Aerial silk dance instructor Olivia Miller dances April 20 at Culture Shock in Alumni Hall at the Indiana Memorial Union. Miller teaches aerial silk dancing at Aerialogy in Indianapolis. Alex Deryn Buy Photos

The Starbucks at the Indiana Memorial Union was closed Saturday afternoon. But that didn’t stop IU students from flocking to the IMU to study for finals week, nor did the aerial dancing, voguing and loud music in Alumni Hall.

The 33rd annual Culture Shock Festival, run by local student radio station WIUX, took place in Alumni Hall on Saturday. Despite the rainy weather and the festival’s subsequent move indoors, many attended the day of art, music and culture.

Vendors in an adjacent room included booths from the children’s science museum Wonderlab where attendees could experiment with the science of sound, bubble tea shop Bapu Teahouse and a local henna tattoo artist.

Food trucks available to festival-goers along Seventh Street included The Big Cheeze, Seasons in Bloom and La Poblana Taco Truck.

Crowds started to gather at the IMU at 11 a.m., but doors didn’t open until 1 p.m. The performances started at 1:15 p.m. with a set by ktfaithful, the stage name for Bloomington singer-songwriter and IU junior Katie Faith O’Neill.

“It was really natural,” she said. “Seeing my friends made it feel better.”

Next, DJ MADDØG took to the turntables in front of the stage, wearing rainbow platform boots and a neon orange crop top while waving her long ponytail in the air. She spun fast-paced future house and pop remixes as voguers drew in the crowd in front of the setup.

Later, during psychedelic rock band Boa’s set, the guitarist leaped onto the speaker scaffolding to play a solo.

“We’re Boa,” bassist Shane Spader said at the start of the set. “Let’s boogie.”

Members of VD Collective took turns spinning before the last five acts, sampling a variety of music from disco to Death Grips, the experimental rap and hip hop group.

The first headliner, Katherine Paul’s Portland-based musical project Black Belt Eagle Scout, performed a song called “Indians Never Die.”

“Being in a university setting, it looks like New England territory,” she said to a cheering crowd. “So fuck the colonizers.”

**INPUT FOR THIS TASK:**
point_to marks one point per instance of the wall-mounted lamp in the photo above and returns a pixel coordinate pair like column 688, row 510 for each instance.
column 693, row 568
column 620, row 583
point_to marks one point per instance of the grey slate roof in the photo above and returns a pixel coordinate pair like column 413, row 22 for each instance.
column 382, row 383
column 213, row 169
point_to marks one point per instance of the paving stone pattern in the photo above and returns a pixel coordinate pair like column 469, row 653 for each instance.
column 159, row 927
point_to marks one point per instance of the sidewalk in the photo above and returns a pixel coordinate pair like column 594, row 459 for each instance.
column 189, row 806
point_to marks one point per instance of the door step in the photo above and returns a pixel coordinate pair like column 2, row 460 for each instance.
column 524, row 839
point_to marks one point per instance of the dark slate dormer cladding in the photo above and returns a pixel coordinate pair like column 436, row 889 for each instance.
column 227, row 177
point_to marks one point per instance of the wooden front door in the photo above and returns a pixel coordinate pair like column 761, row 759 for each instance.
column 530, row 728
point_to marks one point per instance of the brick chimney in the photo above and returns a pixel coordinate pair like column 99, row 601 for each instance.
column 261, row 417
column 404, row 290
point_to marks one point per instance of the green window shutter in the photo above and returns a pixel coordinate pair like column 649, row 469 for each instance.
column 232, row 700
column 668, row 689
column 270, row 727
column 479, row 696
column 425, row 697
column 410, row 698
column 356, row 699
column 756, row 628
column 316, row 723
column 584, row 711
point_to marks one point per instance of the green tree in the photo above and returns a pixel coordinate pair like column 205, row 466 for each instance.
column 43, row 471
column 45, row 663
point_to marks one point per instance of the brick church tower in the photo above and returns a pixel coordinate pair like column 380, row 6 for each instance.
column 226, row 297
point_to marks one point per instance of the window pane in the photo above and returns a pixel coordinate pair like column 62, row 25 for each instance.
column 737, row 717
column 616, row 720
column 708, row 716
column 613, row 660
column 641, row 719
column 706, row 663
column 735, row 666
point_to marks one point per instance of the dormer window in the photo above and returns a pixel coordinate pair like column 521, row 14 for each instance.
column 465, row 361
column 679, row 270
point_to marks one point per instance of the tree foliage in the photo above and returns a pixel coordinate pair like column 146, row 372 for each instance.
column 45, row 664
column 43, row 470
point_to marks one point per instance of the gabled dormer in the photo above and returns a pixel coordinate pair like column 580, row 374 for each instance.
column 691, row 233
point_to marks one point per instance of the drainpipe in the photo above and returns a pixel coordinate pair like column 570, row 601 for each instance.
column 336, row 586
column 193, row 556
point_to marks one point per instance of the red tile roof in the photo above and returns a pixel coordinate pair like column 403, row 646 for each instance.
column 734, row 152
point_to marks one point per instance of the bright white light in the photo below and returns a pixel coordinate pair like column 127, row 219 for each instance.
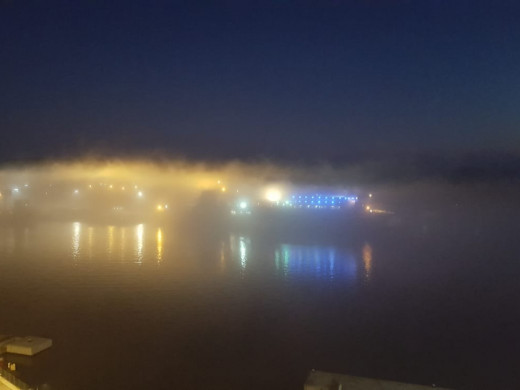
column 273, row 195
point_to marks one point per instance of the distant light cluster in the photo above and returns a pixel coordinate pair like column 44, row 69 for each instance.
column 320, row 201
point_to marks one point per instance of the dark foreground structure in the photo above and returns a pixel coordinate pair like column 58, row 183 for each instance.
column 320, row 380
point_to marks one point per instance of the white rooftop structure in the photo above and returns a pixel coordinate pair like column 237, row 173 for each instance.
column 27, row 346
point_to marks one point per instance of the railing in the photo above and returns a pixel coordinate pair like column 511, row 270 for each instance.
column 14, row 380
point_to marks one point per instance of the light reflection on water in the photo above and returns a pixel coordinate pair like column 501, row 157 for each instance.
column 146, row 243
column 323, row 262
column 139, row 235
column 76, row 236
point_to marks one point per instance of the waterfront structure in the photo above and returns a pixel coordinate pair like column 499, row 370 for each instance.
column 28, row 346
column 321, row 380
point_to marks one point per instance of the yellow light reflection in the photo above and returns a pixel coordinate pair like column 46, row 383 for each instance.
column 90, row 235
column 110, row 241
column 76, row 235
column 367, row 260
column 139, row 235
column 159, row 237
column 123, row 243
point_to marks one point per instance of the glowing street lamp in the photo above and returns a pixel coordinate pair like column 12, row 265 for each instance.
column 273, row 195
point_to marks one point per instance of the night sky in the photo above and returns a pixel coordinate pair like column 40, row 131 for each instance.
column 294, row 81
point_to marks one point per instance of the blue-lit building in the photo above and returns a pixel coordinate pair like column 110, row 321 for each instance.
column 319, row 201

* * *

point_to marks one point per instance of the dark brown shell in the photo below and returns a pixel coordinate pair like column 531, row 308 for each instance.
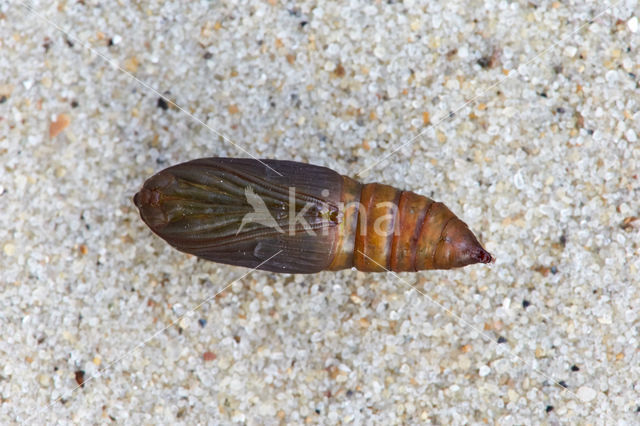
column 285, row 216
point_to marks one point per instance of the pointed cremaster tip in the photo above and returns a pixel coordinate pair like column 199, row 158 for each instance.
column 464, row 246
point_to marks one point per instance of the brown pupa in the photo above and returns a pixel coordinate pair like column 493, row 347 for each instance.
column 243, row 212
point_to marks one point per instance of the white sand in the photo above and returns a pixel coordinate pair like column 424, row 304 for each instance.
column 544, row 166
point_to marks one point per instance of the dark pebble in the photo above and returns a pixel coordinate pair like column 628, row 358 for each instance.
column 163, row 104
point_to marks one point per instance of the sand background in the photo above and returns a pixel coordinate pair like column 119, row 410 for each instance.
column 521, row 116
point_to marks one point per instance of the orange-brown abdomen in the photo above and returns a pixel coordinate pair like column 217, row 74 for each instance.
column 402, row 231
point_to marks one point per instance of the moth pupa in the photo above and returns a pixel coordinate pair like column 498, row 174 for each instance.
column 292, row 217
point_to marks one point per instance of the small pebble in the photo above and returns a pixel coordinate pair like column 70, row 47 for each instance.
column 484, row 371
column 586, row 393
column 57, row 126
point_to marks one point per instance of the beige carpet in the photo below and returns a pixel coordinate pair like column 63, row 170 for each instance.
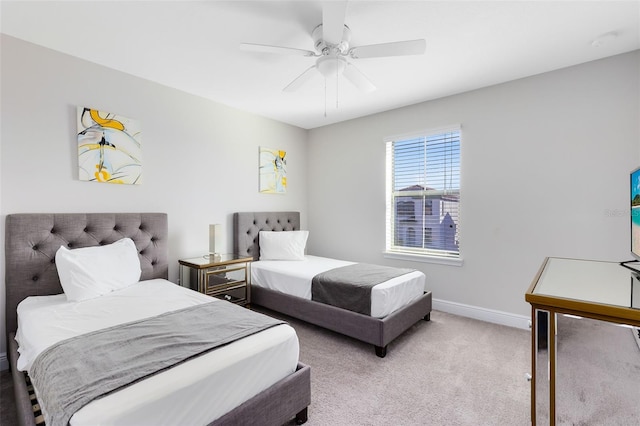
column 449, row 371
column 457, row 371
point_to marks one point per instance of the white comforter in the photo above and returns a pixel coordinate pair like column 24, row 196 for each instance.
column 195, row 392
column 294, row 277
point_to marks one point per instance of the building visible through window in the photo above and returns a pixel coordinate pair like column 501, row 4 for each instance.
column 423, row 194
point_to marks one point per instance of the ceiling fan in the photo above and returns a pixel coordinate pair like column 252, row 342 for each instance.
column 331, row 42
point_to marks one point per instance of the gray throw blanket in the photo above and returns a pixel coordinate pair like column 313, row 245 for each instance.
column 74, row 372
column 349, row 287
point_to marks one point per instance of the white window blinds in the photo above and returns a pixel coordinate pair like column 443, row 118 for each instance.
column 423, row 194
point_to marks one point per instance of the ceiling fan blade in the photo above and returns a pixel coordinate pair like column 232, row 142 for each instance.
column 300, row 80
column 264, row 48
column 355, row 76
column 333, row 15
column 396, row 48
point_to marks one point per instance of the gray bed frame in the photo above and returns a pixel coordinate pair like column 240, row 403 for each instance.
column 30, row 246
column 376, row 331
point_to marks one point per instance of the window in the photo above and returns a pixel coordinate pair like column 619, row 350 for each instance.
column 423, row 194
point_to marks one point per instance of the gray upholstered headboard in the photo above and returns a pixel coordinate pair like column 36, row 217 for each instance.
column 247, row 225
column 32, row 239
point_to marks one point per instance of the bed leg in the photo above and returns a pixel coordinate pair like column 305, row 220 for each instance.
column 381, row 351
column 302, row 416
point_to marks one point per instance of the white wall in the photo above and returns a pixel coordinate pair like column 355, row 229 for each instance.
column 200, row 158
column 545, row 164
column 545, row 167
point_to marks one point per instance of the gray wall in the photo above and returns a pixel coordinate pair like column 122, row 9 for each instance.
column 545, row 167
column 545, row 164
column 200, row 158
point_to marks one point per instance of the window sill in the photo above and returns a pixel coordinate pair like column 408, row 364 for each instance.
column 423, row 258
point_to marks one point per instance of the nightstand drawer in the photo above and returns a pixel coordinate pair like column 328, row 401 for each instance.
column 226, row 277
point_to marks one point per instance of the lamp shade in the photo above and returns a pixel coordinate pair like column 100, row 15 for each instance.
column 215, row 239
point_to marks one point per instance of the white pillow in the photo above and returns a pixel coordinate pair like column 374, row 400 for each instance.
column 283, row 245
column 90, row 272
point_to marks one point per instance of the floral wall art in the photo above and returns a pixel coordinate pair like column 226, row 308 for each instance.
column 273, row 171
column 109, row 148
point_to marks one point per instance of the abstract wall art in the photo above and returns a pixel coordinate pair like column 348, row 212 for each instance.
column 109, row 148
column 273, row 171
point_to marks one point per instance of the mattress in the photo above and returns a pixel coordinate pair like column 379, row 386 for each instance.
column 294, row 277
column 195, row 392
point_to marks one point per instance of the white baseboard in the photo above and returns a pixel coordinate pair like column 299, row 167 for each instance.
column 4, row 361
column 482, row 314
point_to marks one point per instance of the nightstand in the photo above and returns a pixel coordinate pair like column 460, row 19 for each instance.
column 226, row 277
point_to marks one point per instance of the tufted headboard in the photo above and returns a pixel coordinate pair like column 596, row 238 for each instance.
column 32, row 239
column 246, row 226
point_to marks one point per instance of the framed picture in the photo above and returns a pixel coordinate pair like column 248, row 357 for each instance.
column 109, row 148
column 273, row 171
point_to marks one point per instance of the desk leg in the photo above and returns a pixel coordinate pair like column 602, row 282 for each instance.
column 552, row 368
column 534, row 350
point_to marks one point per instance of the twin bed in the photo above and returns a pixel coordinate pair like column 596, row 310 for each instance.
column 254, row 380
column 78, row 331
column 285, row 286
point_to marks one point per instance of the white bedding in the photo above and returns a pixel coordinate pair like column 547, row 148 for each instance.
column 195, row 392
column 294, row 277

--

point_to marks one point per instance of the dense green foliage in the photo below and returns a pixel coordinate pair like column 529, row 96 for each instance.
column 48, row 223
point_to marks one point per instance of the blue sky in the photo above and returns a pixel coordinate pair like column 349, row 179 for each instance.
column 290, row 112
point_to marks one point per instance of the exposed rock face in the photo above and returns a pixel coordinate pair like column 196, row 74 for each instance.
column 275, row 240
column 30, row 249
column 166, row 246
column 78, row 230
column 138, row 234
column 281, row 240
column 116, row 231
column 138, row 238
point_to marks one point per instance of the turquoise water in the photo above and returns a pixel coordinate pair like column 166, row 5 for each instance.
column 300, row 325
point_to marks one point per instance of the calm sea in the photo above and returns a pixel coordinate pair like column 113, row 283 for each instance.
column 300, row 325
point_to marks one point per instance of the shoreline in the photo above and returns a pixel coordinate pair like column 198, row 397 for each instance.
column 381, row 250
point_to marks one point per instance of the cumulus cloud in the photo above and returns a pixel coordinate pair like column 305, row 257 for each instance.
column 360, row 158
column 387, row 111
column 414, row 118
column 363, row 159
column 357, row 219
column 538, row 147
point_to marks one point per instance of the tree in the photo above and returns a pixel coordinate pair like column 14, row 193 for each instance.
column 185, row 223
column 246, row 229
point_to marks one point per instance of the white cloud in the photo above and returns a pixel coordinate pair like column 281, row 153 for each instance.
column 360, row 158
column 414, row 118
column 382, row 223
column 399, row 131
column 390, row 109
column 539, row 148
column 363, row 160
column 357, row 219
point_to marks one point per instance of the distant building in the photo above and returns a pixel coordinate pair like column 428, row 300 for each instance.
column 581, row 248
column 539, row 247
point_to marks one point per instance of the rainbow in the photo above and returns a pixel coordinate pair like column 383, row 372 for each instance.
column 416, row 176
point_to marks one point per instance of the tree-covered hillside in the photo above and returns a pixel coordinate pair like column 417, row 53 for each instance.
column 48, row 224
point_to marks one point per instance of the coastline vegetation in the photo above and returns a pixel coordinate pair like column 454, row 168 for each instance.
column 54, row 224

**GIVEN INSTRUCTION A:**
According to the festival article, which student radio station runs the Culture Shock Festival?
**GIVEN INSTRUCTION B:**
Reproduce the lines of the records from the line with "point_to marks one point per instance of the tree foliage" up to and including the line with "column 43, row 470".

**FINAL RESULT A:**
WIUX, the local student radio station, runs the festival.

**FINAL RESULT B:**
point_to marks one point per instance of the tree foliage in the photo above and returns a pixel coordinate pair like column 146, row 372 for each instance.
column 45, row 664
column 43, row 470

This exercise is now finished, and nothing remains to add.